▶ [TASK BRIEF]: Quote the line containing "indicate the handrail, one dot per instance" and all lines that follow it in the listing below, exactly as written.

══ SUPPLIED MATERIAL

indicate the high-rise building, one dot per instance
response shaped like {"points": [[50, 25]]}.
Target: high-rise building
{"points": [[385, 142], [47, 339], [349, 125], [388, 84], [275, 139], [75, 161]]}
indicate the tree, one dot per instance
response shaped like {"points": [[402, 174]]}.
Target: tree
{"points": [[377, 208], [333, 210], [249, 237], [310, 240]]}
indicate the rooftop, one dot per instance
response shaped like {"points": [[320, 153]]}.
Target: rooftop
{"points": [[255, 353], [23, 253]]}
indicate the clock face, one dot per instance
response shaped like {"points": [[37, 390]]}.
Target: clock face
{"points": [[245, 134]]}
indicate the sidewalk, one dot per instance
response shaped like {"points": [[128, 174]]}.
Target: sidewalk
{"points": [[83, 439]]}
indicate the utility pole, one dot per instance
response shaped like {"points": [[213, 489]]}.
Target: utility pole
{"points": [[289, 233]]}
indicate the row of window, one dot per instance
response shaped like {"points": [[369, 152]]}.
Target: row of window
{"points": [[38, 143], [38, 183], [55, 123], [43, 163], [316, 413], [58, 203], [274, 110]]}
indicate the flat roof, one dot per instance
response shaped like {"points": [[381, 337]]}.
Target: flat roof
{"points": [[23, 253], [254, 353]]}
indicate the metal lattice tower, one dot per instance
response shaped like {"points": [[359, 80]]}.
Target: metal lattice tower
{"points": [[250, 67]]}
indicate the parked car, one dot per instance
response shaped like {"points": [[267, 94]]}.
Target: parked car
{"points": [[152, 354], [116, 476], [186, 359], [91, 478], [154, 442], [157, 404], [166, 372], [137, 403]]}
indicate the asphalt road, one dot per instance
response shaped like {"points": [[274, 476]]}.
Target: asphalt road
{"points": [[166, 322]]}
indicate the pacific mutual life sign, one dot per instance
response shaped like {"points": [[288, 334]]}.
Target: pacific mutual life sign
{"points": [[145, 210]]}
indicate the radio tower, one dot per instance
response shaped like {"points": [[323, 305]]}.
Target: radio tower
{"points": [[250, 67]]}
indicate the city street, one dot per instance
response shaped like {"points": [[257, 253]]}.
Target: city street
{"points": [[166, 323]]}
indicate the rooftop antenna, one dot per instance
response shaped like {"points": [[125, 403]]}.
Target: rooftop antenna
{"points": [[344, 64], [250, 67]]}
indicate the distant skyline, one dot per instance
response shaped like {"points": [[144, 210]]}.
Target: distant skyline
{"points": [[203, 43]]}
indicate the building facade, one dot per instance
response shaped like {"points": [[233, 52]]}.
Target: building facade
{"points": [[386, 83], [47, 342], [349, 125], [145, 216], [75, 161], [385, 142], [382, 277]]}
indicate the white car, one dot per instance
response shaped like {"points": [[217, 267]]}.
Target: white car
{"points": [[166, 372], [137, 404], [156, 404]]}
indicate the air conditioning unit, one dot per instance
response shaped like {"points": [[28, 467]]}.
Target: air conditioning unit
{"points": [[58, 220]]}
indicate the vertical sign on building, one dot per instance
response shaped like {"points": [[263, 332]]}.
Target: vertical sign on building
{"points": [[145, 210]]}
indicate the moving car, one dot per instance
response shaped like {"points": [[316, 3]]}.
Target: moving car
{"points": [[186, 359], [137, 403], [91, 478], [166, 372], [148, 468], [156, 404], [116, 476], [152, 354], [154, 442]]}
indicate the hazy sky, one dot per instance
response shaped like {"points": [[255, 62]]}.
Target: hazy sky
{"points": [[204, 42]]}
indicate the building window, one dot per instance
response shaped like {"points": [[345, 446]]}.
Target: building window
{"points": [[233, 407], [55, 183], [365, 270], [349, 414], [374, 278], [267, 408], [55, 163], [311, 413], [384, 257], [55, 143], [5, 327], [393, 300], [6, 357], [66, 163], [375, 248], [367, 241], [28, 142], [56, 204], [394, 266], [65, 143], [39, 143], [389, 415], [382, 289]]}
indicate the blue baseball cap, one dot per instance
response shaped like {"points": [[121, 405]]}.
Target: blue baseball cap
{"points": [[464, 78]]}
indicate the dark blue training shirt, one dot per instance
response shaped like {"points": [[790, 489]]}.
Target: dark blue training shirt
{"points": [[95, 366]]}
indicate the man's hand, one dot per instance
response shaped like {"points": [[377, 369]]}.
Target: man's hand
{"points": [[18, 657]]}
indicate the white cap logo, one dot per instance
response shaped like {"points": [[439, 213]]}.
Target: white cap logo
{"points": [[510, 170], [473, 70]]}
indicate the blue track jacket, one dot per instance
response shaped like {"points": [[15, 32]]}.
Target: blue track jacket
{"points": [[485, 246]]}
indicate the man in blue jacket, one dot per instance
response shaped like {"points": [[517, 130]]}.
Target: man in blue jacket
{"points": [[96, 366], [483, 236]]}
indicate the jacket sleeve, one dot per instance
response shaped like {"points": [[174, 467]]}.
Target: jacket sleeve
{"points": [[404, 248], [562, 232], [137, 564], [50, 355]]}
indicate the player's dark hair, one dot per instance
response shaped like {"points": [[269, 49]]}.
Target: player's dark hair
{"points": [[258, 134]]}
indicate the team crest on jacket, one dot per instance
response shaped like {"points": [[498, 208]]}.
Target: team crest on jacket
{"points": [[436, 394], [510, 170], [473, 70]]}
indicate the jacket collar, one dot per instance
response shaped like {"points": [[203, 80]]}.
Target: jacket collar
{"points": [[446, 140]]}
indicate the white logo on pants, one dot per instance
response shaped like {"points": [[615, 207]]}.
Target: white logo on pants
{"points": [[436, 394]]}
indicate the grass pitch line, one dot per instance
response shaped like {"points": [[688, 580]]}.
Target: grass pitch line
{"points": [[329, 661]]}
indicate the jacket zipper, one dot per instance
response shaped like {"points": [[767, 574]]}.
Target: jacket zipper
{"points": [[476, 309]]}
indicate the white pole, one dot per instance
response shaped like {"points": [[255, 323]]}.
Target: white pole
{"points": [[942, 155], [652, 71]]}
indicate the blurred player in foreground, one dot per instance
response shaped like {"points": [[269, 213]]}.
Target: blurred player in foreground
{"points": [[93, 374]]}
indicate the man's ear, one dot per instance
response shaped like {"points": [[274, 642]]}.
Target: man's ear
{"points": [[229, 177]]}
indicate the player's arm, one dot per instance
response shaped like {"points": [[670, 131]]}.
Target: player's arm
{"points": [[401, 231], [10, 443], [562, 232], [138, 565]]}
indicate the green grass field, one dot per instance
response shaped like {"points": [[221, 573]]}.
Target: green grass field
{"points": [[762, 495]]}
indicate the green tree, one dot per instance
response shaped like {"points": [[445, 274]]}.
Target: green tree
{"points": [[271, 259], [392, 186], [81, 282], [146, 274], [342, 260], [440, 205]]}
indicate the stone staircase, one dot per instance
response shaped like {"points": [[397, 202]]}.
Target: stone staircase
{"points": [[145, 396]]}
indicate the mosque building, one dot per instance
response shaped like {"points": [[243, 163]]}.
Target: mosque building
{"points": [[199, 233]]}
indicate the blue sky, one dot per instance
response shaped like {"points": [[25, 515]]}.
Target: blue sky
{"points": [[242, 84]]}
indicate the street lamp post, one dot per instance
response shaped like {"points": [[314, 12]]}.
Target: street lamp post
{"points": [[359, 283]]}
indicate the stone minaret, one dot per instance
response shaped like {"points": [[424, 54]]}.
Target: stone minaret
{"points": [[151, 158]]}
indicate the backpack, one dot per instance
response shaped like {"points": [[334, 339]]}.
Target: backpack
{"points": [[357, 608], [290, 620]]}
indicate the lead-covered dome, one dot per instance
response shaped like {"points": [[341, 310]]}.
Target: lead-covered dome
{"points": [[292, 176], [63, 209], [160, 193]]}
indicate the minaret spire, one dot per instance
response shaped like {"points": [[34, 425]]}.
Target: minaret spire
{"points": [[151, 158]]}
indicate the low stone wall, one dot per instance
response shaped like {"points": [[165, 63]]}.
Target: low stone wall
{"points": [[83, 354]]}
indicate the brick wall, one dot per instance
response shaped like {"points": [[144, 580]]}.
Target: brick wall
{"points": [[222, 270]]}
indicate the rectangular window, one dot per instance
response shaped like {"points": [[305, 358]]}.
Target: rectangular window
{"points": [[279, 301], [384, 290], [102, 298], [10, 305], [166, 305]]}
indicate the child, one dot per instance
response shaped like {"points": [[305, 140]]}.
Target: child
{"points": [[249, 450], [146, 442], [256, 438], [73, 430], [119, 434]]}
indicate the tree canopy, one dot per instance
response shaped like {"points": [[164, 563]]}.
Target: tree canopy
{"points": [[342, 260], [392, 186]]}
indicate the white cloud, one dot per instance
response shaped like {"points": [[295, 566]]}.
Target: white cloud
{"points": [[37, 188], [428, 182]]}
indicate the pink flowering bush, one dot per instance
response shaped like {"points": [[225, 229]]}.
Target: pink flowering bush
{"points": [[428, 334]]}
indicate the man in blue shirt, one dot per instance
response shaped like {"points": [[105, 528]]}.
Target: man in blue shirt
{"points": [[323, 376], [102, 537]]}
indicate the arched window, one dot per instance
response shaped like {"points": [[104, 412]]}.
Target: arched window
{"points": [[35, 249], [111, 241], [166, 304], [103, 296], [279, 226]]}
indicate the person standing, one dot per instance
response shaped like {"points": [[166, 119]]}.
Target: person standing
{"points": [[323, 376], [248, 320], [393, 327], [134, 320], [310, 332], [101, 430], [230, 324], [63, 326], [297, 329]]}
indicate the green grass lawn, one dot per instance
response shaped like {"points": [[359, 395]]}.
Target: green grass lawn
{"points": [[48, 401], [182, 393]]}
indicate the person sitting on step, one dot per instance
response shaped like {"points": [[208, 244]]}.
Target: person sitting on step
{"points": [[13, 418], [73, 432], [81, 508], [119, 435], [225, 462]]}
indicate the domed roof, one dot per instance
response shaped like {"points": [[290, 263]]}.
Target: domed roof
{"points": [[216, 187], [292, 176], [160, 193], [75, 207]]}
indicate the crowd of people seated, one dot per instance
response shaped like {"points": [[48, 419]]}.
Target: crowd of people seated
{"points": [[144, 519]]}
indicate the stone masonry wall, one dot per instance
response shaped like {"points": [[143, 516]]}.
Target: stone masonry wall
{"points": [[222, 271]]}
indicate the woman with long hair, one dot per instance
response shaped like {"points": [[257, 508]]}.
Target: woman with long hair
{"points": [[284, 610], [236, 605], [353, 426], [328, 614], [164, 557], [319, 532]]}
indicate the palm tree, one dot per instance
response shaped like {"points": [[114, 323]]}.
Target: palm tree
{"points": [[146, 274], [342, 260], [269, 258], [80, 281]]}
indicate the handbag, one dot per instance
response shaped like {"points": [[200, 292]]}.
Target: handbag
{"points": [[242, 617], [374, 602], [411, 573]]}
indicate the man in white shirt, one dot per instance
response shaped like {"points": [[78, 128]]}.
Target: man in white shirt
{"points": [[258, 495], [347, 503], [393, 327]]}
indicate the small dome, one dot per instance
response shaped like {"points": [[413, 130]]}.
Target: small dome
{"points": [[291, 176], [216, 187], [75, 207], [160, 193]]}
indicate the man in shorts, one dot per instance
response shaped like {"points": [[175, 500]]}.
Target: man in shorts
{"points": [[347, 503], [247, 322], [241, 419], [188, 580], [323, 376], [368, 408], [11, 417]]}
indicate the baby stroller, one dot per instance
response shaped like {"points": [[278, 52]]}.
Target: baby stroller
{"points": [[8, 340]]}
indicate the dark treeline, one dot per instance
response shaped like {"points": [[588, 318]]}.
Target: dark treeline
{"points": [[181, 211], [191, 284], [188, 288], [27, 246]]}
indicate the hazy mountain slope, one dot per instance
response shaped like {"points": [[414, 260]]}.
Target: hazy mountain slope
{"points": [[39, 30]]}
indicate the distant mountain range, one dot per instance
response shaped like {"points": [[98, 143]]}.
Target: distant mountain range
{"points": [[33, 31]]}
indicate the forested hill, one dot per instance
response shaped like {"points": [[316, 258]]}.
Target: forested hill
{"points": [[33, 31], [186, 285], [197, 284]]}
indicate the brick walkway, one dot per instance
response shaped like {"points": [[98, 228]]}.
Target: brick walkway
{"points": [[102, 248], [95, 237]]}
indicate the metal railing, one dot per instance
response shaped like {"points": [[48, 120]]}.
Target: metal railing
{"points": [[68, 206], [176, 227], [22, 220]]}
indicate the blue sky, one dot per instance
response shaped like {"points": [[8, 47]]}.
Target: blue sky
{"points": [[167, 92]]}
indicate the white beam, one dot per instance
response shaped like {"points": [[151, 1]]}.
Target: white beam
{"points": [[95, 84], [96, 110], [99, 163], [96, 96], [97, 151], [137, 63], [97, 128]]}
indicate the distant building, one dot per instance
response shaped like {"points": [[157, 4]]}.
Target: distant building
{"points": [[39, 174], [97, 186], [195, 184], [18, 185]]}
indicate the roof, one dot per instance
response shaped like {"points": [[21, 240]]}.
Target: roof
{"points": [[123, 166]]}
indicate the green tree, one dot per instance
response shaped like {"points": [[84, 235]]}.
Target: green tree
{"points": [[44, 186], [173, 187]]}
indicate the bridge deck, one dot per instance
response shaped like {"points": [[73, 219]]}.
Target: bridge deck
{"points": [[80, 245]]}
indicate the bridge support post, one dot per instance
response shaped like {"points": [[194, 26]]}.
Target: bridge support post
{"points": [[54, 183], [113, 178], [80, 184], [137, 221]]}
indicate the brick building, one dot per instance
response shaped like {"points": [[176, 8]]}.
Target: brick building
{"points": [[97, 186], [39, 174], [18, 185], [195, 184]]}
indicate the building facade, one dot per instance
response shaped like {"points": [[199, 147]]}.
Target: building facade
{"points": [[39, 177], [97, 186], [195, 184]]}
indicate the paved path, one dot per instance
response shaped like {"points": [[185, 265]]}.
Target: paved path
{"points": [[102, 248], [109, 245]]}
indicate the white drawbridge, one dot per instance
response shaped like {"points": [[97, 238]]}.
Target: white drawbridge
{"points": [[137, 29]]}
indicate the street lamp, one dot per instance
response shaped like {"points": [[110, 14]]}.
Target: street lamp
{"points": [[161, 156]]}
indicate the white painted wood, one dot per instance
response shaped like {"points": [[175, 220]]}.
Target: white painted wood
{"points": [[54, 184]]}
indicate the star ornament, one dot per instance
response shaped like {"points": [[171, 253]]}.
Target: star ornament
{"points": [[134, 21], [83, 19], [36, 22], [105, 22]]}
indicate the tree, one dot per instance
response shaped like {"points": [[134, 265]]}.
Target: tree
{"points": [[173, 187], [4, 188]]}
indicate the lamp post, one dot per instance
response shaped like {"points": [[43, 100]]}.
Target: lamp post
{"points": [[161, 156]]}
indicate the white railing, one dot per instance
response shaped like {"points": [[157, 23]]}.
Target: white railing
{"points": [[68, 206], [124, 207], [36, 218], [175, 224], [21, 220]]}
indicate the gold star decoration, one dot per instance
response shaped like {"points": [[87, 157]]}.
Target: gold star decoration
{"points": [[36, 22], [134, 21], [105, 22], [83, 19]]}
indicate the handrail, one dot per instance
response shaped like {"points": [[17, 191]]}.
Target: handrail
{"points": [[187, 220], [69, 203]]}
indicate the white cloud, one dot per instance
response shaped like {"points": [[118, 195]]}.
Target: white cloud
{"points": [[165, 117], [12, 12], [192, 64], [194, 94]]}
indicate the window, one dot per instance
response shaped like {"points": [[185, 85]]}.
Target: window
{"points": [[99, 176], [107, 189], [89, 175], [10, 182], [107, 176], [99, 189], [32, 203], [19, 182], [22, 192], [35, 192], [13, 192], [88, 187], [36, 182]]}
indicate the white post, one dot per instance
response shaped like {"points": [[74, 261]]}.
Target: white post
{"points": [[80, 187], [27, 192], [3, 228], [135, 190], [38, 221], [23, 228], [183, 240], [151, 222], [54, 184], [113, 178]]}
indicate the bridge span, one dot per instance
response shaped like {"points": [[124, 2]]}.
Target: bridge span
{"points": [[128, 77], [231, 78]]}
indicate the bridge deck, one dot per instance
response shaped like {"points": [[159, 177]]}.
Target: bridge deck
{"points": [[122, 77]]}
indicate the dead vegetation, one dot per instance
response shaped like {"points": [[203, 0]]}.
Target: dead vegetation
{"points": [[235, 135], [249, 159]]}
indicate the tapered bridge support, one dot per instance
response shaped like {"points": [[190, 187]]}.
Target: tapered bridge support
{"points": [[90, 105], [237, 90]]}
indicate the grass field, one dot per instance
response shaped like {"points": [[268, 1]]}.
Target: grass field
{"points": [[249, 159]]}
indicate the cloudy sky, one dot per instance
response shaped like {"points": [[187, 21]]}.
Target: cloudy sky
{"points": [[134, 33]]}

════

▶ [OUTPUT OF THE EXERCISE]:
indicate the handrail, one dot per instance
response shaped like {"points": [[17, 191]]}.
Target: handrail
{"points": [[187, 220], [69, 203]]}
indicate the white cloud, one dot per instance
response shaped like {"points": [[118, 195]]}.
Target: white cloud
{"points": [[165, 117], [12, 12], [192, 64], [194, 94]]}
indicate the window, one dot per instance
response shaped like {"points": [[185, 85]]}.
Target: window
{"points": [[99, 176], [107, 189], [89, 175], [10, 182], [107, 176], [99, 189], [32, 203], [19, 182], [22, 192], [35, 192], [13, 192], [88, 187], [36, 182]]}
indicate the white post, one dot per instance
response shaped like {"points": [[74, 261]]}.
Target: white post
{"points": [[80, 187], [27, 192], [3, 228], [135, 190], [38, 221], [23, 228], [183, 240], [151, 222], [54, 184], [113, 178]]}
indicate the bridge span, one dot per instance
response shaped like {"points": [[124, 2]]}.
Target: bridge span
{"points": [[128, 77], [231, 78]]}
indicate the bridge deck, one dot per instance
response shaped like {"points": [[159, 177]]}.
Target: bridge deck
{"points": [[122, 77]]}
indicate the dead vegetation, one dot per instance
response shaped like {"points": [[203, 0]]}.
Target: dead vegetation
{"points": [[235, 135], [249, 159]]}
indicate the tapered bridge support, one dot per instance
response shaped like {"points": [[190, 187]]}.
Target: tapered bridge support
{"points": [[90, 105], [237, 90]]}
indicate the grass field, one dot per instance
response shaped like {"points": [[268, 1]]}.
Target: grass field
{"points": [[249, 159]]}
indicate the cloudy sky, one dot per instance
response shaped like {"points": [[187, 21]]}.
Target: cloudy sky
{"points": [[134, 33]]}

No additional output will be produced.